Dataset entries:
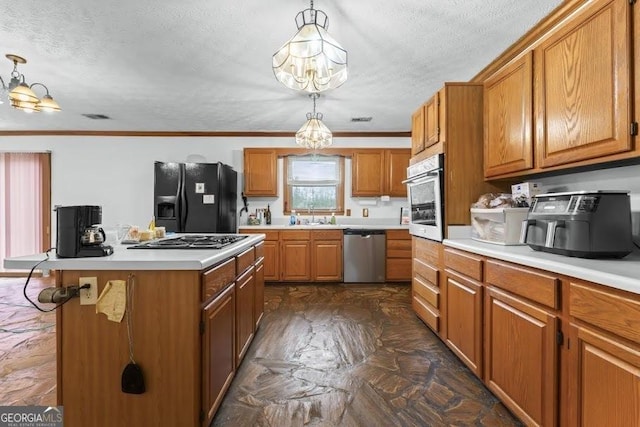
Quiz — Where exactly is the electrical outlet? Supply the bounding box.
[78,277,98,305]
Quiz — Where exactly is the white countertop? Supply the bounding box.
[4,233,265,270]
[442,239,640,294]
[240,224,409,230]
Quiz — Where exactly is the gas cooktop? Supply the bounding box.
[127,234,248,249]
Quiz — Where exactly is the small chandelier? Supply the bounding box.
[271,0,347,93]
[296,93,333,150]
[0,53,60,113]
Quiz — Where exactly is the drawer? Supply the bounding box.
[485,260,560,309]
[313,230,342,240]
[413,258,440,288]
[386,258,411,282]
[411,237,442,268]
[202,258,236,302]
[236,247,256,275]
[569,282,640,344]
[411,296,440,333]
[280,230,312,240]
[254,242,264,259]
[411,277,440,309]
[444,248,482,282]
[387,240,411,258]
[387,230,411,241]
[238,228,280,240]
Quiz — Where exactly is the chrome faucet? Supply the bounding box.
[307,203,316,223]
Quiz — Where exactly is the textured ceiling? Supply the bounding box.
[0,0,561,132]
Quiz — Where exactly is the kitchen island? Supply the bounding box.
[4,234,264,427]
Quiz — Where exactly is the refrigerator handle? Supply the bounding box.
[177,164,188,232]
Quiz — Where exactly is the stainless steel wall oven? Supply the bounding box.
[405,154,444,242]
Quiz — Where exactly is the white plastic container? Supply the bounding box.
[471,208,529,245]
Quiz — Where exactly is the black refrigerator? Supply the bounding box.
[153,162,238,233]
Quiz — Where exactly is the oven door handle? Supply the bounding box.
[402,169,442,184]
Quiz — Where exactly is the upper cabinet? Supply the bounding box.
[484,0,640,179]
[351,148,411,197]
[244,148,278,196]
[534,0,632,168]
[411,91,444,156]
[484,52,533,178]
[411,105,424,156]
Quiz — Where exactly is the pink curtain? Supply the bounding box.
[0,153,47,271]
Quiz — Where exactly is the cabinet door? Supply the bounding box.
[485,283,558,426]
[534,0,632,168]
[253,259,264,330]
[236,267,256,366]
[244,148,278,196]
[280,240,311,282]
[351,150,384,197]
[202,284,235,426]
[313,240,342,282]
[411,105,424,156]
[383,149,411,197]
[444,269,482,377]
[424,92,440,148]
[264,240,280,282]
[484,52,533,178]
[570,326,640,427]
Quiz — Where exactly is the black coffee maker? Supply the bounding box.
[55,206,113,258]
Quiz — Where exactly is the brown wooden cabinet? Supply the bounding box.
[534,0,633,168]
[311,230,343,282]
[484,52,533,178]
[280,230,311,282]
[424,92,440,148]
[568,281,640,427]
[235,266,256,366]
[411,237,446,334]
[202,284,236,426]
[385,230,412,282]
[253,257,264,330]
[239,227,280,282]
[444,248,483,377]
[484,260,560,426]
[351,148,411,197]
[411,104,424,156]
[382,148,411,197]
[244,148,278,196]
[351,150,385,197]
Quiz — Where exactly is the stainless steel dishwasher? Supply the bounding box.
[343,228,386,283]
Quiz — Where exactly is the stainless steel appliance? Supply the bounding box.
[154,162,238,233]
[404,154,444,242]
[342,228,387,283]
[520,191,633,258]
[55,206,113,258]
[128,235,248,249]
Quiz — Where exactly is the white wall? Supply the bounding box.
[0,136,410,242]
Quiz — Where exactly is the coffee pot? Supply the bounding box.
[80,225,106,246]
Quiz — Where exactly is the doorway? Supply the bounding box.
[0,152,51,276]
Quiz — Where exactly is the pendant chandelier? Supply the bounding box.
[0,53,60,113]
[296,93,333,150]
[272,0,347,93]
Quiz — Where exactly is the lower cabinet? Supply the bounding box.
[202,283,236,426]
[280,230,311,282]
[568,281,640,427]
[411,237,445,334]
[311,230,342,282]
[385,230,412,282]
[484,283,559,426]
[236,267,256,366]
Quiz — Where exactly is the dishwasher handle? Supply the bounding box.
[342,228,385,238]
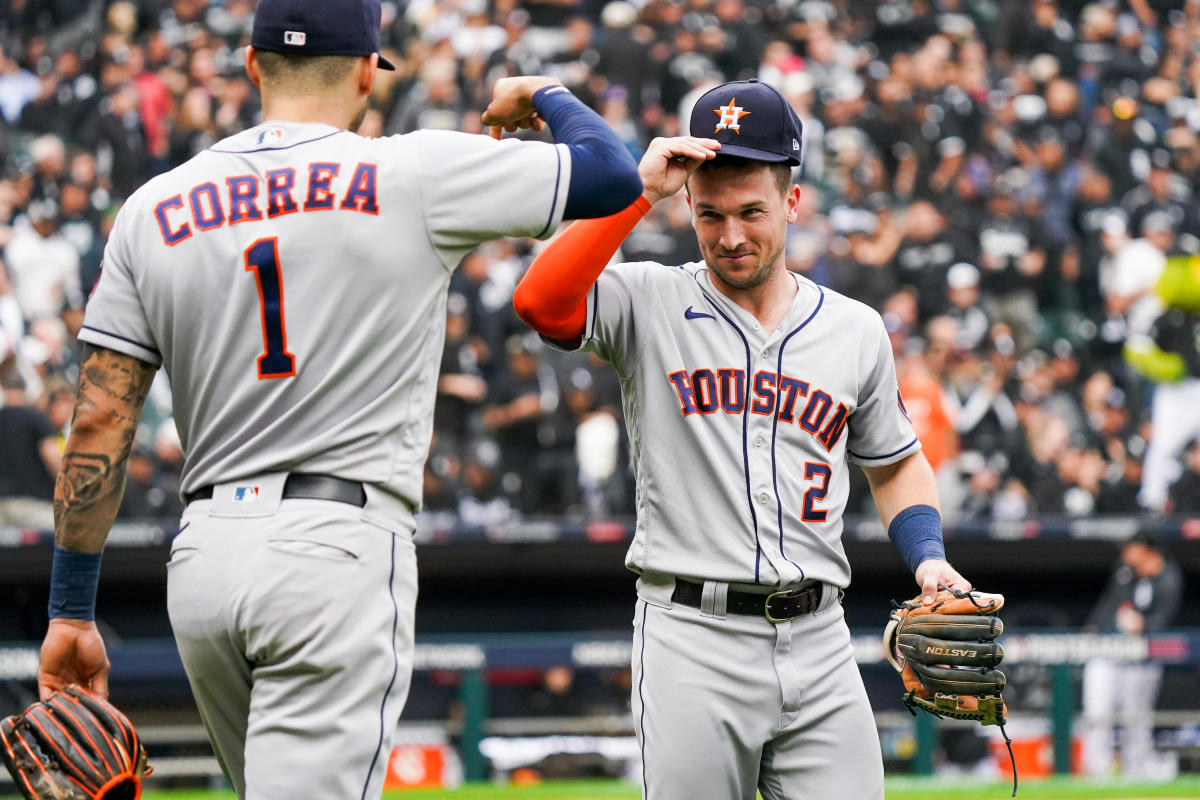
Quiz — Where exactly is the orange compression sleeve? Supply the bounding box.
[512,197,650,342]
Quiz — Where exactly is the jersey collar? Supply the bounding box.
[210,120,349,152]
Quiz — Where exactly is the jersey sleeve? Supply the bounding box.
[846,312,920,467]
[79,204,162,365]
[568,261,665,375]
[409,131,571,266]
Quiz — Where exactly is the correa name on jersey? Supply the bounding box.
[154,161,379,247]
[667,367,850,451]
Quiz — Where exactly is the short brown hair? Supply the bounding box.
[696,155,792,194]
[257,50,362,94]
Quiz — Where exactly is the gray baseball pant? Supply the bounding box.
[167,489,416,800]
[632,582,883,800]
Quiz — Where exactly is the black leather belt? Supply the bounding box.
[671,578,824,622]
[184,473,367,509]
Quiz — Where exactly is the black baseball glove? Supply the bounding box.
[0,686,151,800]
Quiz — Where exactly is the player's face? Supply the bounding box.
[688,164,799,290]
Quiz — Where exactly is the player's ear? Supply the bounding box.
[245,47,263,89]
[359,53,379,95]
[787,184,800,224]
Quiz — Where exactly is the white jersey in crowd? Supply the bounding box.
[79,122,570,525]
[571,263,920,587]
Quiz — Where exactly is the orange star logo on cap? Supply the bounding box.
[713,97,750,136]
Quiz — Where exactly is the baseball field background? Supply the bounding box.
[131,765,1200,800]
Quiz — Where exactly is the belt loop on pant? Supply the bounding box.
[184,473,367,509]
[700,581,730,616]
[671,578,827,622]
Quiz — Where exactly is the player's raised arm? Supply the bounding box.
[482,76,642,219]
[863,451,971,603]
[37,344,157,699]
[512,137,721,342]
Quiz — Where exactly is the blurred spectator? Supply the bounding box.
[433,294,487,446]
[1170,439,1200,515]
[456,440,517,527]
[484,333,564,511]
[116,445,184,519]
[4,199,83,320]
[0,361,62,531]
[0,44,41,125]
[1084,528,1183,780]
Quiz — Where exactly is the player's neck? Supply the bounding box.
[709,269,799,332]
[263,96,356,130]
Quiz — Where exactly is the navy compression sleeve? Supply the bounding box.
[533,86,642,219]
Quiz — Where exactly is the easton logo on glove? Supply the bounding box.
[0,686,152,800]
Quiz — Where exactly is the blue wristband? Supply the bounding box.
[888,505,946,572]
[47,546,100,621]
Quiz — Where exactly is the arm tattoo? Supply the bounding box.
[54,345,157,553]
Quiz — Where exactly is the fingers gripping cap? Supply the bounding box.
[250,0,396,70]
[688,80,804,167]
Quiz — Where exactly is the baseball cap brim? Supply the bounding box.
[716,142,800,166]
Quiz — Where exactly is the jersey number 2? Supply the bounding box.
[245,236,296,379]
[800,461,833,522]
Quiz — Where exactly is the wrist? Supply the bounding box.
[523,76,570,106]
[888,505,946,575]
[47,546,101,622]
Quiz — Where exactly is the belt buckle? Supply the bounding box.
[762,589,798,625]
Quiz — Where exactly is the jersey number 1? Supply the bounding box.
[245,236,296,379]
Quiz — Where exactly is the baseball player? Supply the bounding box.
[514,82,971,800]
[38,0,641,800]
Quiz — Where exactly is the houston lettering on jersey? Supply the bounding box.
[667,367,850,450]
[154,161,379,247]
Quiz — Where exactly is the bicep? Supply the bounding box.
[67,344,158,443]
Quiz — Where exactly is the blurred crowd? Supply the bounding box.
[0,0,1200,525]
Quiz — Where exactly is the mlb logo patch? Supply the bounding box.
[233,486,258,503]
[254,128,283,148]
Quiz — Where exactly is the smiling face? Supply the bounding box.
[688,161,799,290]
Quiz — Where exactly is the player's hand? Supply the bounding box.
[37,619,108,700]
[914,559,973,606]
[637,136,721,205]
[481,76,563,139]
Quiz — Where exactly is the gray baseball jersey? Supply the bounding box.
[79,122,570,520]
[571,263,920,587]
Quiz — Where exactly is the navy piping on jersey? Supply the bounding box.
[362,533,400,800]
[701,290,762,583]
[209,131,349,156]
[846,437,917,461]
[79,325,162,357]
[534,145,563,239]
[770,287,824,581]
[637,600,650,798]
[588,279,600,341]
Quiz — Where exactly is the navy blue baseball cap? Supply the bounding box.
[688,80,804,167]
[250,0,396,70]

What needs to be done: Render the listing from the line with "Quiz — Where exactly is the smiling" through the end of the listing as a two-column CSV with the headers label_request and box_answer. Give one row per request, and put its text and its answer each in a single quoted field with line breaks replaced by spaces.

Expected answer:
label_request,box_answer
"Quiz — Where exactly is the smiling face? Supply the bounding box.","[688,161,799,290]"
"Quiz — Where exactly is the player's hand? Supply the bounding box.","[37,619,108,700] [914,559,973,606] [637,136,721,205] [481,76,563,139]"
"Quiz — Where exactly is the gray baseball jersey? Supply the bounding box.","[79,122,570,520] [571,263,920,587]"
"Quiz — Where exactly is the navy piping on jersey? Supply the bounding box.","[362,533,400,800] [701,290,762,583] [209,131,349,156] [846,437,917,461] [79,325,162,357] [534,145,563,239] [770,287,824,581] [637,600,650,798] [588,279,600,341]"
"Quiz — Where exactly is the navy blue baseball cap? Supply the bounding box.","[688,80,804,167] [250,0,396,70]"